▶ _TASK BRIEF_:
Transcribe exactly the lines that fall between the one holding "Where can the blue" and the one holding "Where can the finial", inclusive, from the entries below.

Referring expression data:
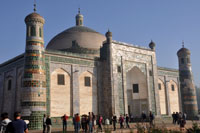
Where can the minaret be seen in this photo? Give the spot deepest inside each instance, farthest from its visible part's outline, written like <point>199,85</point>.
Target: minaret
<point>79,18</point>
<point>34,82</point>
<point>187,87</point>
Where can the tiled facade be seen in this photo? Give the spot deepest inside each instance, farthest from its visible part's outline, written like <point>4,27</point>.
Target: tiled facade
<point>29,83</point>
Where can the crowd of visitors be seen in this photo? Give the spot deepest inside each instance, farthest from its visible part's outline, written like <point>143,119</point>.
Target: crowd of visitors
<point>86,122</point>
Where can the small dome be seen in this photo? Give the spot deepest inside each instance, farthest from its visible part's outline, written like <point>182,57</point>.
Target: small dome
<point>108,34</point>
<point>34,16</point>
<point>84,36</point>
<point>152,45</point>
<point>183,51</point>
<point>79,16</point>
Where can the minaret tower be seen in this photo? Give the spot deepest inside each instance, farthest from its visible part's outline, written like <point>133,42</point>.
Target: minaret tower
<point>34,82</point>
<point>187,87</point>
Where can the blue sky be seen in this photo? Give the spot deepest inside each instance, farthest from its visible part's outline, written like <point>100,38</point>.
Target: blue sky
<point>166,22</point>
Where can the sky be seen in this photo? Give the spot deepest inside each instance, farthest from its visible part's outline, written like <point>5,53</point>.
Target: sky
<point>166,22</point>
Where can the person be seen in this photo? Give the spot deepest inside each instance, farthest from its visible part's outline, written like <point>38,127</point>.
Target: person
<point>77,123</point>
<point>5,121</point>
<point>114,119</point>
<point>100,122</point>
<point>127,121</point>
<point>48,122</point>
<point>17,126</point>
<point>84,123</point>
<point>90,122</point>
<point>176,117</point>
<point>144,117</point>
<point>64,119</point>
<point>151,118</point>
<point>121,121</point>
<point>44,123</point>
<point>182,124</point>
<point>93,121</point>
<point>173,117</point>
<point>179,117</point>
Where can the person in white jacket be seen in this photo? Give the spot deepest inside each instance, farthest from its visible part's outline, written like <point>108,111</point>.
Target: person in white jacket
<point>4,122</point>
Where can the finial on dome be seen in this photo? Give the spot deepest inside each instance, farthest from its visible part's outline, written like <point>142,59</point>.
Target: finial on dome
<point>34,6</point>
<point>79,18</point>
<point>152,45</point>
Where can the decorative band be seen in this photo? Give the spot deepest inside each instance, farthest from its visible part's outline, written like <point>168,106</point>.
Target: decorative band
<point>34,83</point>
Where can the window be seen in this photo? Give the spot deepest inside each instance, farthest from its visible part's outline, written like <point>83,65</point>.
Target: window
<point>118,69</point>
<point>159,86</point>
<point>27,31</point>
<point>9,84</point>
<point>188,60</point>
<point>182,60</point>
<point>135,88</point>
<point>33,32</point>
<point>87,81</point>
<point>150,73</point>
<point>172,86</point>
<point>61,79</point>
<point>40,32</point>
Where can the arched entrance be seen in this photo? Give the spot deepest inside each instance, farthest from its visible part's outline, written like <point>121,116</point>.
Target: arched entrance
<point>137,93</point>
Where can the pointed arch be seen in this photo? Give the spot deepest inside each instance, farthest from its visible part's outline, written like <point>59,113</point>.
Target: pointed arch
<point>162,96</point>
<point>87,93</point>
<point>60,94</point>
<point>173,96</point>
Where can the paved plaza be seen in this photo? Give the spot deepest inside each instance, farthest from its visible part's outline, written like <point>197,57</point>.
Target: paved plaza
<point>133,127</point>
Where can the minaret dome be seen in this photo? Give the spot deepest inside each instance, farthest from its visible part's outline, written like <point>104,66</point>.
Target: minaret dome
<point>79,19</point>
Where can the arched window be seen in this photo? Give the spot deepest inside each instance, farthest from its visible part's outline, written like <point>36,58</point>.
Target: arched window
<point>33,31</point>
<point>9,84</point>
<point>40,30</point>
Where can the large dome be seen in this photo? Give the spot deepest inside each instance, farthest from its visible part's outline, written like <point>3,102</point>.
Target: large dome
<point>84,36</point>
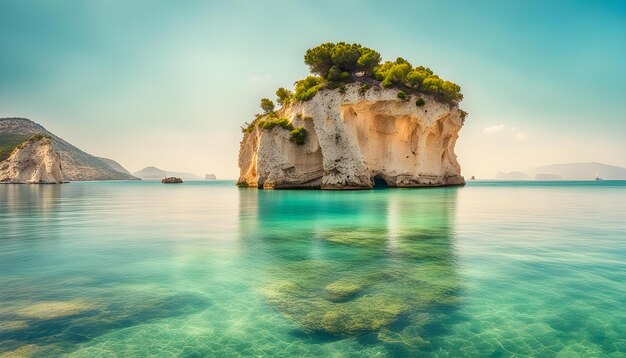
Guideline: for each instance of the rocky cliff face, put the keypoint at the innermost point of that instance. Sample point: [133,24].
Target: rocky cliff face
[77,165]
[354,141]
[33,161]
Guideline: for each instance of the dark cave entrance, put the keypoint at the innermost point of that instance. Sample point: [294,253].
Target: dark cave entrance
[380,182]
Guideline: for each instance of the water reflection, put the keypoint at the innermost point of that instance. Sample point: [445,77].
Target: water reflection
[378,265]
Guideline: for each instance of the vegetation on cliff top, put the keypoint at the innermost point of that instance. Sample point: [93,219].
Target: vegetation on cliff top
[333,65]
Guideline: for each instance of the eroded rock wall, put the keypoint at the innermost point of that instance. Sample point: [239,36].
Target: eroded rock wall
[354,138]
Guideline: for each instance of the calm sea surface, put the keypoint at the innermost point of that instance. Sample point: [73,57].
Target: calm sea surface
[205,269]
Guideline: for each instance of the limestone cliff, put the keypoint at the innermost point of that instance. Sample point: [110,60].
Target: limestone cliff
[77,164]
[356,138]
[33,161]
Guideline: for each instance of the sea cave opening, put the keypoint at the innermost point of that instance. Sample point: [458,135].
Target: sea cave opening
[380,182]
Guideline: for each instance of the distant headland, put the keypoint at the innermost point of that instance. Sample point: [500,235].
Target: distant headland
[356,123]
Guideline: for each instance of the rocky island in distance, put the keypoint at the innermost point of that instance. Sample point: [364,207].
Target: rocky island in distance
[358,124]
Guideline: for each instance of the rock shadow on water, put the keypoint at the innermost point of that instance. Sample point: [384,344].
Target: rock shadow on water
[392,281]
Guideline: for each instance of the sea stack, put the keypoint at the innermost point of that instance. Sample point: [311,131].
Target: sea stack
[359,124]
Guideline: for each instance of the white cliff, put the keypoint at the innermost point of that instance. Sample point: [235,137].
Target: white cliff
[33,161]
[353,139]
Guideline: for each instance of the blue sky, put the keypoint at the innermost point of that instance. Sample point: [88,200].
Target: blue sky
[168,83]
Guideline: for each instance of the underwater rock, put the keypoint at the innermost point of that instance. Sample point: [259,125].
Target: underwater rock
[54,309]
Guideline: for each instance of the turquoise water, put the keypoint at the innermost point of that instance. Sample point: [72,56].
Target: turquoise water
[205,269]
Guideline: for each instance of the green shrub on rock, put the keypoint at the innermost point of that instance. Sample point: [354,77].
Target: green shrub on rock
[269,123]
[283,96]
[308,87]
* * *
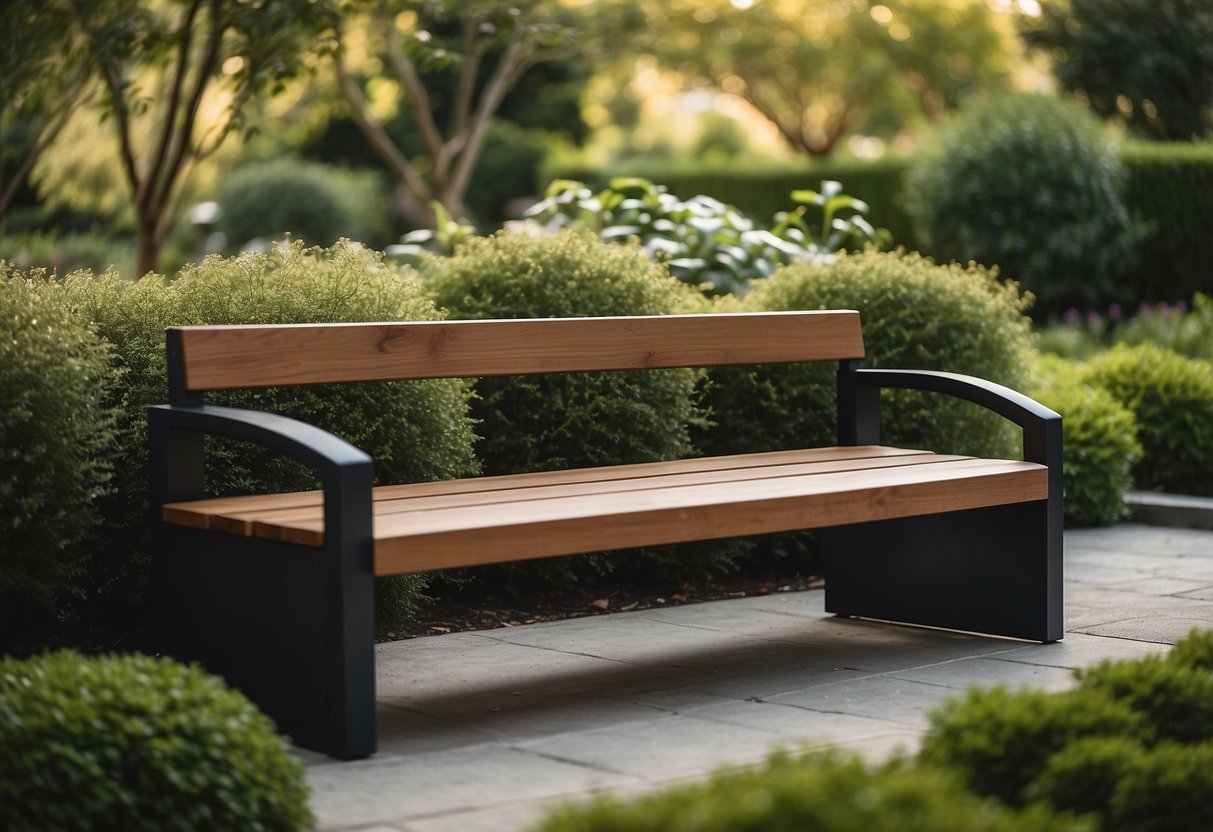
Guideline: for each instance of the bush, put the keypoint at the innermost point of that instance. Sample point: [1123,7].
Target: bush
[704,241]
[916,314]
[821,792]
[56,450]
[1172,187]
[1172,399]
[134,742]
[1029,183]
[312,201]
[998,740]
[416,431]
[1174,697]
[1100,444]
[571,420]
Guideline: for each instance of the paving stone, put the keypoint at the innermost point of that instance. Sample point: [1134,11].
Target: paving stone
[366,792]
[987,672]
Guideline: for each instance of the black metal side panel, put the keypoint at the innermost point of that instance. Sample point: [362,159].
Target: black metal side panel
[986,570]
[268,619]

▶ _RESULT BELOW_:
Where can the blue sky be seen in this photo? Give the spot deepest inside each instance, farthest from its visible part's outline, written like <point>100,38</point>.
Target: blue sky
<point>166,22</point>
Where can the sky be seen in this photo? Give the spot deepest inside each instance, farthest from its visible part's outline, written like <point>5,53</point>.
Target: sky
<point>166,22</point>
Where can the person be seen in this photo? Give the spot deepest inside each instance, farthest from its visible part's outline, written like <point>38,127</point>.
Target: person
<point>77,123</point>
<point>5,121</point>
<point>114,119</point>
<point>100,122</point>
<point>127,121</point>
<point>48,122</point>
<point>17,126</point>
<point>84,123</point>
<point>90,122</point>
<point>176,117</point>
<point>144,117</point>
<point>64,119</point>
<point>151,118</point>
<point>121,121</point>
<point>44,123</point>
<point>182,124</point>
<point>93,121</point>
<point>173,117</point>
<point>179,117</point>
Where can the person in white jacket be seen in this photo? Give the spot deepest inside each instance, farthest from its visible part's outline, written like <point>108,111</point>.
Target: person in white jacket
<point>4,122</point>
Where can the finial on dome be seen in this photo? Give the spot deepest inside each instance, farthest from its visible part's outline, written like <point>142,59</point>.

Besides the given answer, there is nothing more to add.